Aim of the exercise:
Repeat the lines of the listing below exactly, starting at the line that contains "# locate bird: put a pin on each instance." and running through the last line, both included, and only those.

#####

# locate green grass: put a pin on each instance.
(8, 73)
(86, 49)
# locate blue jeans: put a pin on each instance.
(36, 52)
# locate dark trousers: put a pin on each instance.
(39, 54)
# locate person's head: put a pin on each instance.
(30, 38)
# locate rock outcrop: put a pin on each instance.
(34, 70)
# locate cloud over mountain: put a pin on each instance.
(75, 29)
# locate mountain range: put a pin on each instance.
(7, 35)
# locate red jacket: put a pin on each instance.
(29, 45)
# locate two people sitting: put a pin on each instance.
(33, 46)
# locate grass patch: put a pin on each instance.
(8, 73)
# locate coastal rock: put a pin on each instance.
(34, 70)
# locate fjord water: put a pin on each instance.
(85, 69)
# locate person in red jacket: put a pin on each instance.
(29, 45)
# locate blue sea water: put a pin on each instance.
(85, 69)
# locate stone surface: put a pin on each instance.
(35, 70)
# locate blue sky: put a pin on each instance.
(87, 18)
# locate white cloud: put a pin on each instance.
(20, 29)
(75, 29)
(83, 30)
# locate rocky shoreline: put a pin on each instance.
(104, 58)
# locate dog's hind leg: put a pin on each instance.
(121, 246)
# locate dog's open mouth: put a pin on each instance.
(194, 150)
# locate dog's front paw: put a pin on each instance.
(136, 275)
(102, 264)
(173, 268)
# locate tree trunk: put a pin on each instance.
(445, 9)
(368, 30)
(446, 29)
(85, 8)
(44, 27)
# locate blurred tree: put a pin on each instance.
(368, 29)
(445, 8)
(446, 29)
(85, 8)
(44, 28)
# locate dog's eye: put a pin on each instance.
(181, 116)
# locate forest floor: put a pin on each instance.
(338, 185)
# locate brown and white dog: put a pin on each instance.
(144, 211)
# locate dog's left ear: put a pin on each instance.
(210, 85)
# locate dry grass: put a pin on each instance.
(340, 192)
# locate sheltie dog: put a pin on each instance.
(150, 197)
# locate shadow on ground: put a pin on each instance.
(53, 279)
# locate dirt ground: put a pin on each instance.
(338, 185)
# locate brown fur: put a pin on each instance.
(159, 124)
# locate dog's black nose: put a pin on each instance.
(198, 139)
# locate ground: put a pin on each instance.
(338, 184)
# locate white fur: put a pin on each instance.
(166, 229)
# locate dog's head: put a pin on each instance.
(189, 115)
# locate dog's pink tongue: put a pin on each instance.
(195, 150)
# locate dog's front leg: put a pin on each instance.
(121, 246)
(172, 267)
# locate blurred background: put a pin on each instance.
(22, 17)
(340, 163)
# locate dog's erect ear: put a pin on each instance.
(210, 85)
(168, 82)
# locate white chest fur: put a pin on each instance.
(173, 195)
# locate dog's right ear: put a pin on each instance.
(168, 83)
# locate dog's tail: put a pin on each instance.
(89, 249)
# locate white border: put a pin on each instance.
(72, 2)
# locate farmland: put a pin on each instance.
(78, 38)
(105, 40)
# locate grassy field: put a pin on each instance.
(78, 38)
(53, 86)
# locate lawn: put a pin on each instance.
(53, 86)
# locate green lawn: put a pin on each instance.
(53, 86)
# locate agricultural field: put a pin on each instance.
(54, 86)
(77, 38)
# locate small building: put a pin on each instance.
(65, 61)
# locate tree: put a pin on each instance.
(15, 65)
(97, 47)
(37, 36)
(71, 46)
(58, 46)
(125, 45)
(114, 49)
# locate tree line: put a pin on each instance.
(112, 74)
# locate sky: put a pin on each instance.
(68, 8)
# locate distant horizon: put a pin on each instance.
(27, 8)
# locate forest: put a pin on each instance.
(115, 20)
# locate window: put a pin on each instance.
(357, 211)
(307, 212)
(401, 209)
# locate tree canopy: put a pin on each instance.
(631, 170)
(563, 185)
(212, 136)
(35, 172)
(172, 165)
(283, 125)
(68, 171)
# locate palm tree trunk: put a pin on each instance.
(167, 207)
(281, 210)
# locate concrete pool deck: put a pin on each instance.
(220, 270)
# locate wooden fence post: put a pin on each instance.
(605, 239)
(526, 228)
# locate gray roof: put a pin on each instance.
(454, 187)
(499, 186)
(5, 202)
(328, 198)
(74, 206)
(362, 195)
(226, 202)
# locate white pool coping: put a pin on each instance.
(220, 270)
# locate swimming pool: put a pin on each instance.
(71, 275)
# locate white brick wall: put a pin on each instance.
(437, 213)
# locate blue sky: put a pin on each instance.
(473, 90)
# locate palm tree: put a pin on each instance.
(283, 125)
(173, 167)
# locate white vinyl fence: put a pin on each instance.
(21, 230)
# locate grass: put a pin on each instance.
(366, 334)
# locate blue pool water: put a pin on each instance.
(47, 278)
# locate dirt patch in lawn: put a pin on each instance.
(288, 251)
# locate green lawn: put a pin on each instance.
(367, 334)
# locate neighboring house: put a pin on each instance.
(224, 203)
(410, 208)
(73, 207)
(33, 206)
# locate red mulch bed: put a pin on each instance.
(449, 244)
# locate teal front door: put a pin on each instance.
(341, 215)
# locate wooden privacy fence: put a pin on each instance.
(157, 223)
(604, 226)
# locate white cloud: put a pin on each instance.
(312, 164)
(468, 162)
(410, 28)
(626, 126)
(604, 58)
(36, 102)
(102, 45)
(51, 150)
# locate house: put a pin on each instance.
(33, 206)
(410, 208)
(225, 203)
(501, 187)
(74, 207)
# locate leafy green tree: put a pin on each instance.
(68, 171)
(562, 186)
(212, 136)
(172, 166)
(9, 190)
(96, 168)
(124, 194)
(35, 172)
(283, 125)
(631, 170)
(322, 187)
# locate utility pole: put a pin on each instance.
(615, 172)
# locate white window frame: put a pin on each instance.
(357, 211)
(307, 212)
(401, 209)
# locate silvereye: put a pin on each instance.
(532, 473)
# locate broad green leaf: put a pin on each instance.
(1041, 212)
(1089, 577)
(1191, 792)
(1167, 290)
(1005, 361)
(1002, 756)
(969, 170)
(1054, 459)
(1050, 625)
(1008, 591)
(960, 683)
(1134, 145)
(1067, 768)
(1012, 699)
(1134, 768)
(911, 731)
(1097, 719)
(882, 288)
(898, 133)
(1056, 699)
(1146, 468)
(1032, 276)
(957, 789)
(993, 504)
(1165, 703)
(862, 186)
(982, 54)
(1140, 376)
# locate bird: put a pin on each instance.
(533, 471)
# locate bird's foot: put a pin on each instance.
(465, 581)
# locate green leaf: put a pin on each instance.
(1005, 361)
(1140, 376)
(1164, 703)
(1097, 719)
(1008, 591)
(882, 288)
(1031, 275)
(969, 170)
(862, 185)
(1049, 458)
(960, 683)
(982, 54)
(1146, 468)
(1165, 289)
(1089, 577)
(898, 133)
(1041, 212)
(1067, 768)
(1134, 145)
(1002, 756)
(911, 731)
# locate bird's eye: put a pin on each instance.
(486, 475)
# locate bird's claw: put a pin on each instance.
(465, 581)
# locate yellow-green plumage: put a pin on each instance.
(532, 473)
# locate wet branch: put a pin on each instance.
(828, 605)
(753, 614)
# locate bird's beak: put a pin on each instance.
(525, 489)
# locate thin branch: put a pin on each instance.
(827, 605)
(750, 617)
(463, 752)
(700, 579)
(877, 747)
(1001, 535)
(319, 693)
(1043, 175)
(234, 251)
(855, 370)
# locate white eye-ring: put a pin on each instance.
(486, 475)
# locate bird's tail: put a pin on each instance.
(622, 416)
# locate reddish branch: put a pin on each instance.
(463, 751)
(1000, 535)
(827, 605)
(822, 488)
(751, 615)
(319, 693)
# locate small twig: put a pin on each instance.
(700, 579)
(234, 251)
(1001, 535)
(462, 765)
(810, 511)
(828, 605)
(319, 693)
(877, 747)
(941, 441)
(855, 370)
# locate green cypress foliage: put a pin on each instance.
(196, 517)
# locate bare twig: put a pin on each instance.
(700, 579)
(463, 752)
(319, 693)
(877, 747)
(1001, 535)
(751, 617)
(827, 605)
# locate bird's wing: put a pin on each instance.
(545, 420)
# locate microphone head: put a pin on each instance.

#####

Worked solution:
# locate bird: put a pin on each instance.
(533, 471)
# locate bird's foot: put a pin on each instance.
(465, 581)
# locate green leaf: put a pin on each instance.
(1005, 361)
(1140, 376)
(1164, 703)
(1097, 719)
(1008, 591)
(882, 288)
(1031, 275)
(969, 170)
(862, 185)
(1049, 458)
(960, 683)
(982, 54)
(1146, 468)
(1165, 289)
(1089, 577)
(898, 133)
(1041, 212)
(1067, 768)
(1134, 145)
(1002, 756)
(911, 731)
# locate bird's eye: put a pin on each instance.
(486, 475)
# locate bird's claw: put a pin on each instance.
(465, 581)
# locate yellow-green plumage: put a pin on each instance.
(532, 473)
# locate wet branch: put a pin on each instance.
(828, 605)
(753, 614)
# locate bird's beak: put a pin on each instance.
(525, 489)
# locate thin branch: put a pin on each instance.
(827, 605)
(750, 617)
(463, 752)
(700, 579)
(877, 747)
(1001, 535)
(319, 693)
(1043, 175)
(234, 251)
(855, 370)
# locate white eye-ring: put a pin on each instance.
(486, 475)
# locate bird's tail: put a pin on each instance.
(622, 416)
# locate reddish branch: put a pin on each instance.
(463, 751)
(1000, 535)
(827, 605)
(822, 488)
(751, 615)
(319, 693)
# locate small twig: put a pin on each instance.
(700, 579)
(234, 251)
(1001, 535)
(462, 765)
(810, 511)
(828, 605)
(319, 693)
(877, 747)
(941, 441)
(855, 370)
# locate green cypress foliage: put a pin on each instance.
(196, 517)
# locate bare twig: put a pin on each instance.
(700, 579)
(463, 752)
(319, 693)
(877, 747)
(1001, 535)
(751, 617)
(827, 605)
# locate bird's wing: put a pin on each instance.
(545, 420)
# locate microphone head: put a pin on each instance.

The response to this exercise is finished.